WHAT IS ASKED → Can you repeat the data below, substituting "test set" for every "evaluation set" and leaving everything else as it is?

[Named-object pointing records]
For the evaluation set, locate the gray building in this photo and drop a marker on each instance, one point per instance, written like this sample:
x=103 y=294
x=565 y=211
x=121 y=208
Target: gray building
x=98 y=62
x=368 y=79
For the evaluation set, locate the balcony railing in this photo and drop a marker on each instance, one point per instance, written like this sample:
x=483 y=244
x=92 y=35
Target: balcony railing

EXERCISE RESULT →
For the test set, locate the gray building in this photo and drop a marker on each instance, one point per instance, written like this sample:
x=103 y=294
x=565 y=211
x=121 y=208
Target: gray building
x=98 y=62
x=368 y=79
For the test set, locate the balcony railing in this photo and drop a marker on each instance, one point per instance, written like this sample:
x=483 y=244
x=92 y=35
Target: balcony railing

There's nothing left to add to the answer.